State, as a number alone, how many lines of the entries contain the word "window".

Source records
- - - - - - -

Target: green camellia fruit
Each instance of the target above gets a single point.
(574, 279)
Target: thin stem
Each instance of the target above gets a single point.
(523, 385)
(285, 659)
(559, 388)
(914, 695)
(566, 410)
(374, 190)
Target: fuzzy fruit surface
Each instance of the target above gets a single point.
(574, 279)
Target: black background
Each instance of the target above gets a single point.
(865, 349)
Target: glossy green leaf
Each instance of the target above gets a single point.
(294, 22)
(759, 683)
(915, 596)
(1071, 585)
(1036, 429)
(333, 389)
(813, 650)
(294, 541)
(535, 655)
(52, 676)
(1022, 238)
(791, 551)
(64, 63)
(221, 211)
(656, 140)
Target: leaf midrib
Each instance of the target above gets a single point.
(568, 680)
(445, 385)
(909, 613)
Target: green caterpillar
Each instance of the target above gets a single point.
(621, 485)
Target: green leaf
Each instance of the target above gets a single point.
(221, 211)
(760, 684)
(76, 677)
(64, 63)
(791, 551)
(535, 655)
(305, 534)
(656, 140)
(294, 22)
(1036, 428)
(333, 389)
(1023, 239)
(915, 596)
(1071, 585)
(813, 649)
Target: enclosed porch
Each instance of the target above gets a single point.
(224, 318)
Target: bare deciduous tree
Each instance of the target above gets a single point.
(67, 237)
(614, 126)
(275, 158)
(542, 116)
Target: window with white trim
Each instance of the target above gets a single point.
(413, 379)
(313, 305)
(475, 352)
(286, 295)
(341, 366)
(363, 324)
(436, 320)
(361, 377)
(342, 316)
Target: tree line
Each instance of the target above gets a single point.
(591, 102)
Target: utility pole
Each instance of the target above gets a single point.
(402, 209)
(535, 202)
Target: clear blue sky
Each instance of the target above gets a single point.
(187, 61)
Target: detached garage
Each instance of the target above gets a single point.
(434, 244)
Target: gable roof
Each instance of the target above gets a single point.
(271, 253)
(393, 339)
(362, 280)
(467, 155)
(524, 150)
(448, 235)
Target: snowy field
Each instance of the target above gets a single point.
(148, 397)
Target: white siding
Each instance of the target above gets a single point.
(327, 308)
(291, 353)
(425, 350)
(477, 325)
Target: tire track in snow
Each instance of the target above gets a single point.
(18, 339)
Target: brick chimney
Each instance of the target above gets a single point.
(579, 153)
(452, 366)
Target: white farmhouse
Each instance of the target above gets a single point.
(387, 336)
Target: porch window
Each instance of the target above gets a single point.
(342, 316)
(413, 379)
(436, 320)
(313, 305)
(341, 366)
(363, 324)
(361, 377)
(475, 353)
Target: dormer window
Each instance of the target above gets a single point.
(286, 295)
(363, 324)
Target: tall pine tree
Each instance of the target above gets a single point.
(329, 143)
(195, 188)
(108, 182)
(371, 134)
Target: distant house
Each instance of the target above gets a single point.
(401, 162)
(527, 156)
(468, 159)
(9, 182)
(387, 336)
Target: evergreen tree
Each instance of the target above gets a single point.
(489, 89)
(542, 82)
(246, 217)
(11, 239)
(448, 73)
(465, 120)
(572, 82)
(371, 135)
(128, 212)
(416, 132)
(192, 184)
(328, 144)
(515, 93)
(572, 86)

- - - - - - -

● OUTPUT FOR THIS EXERCISE
3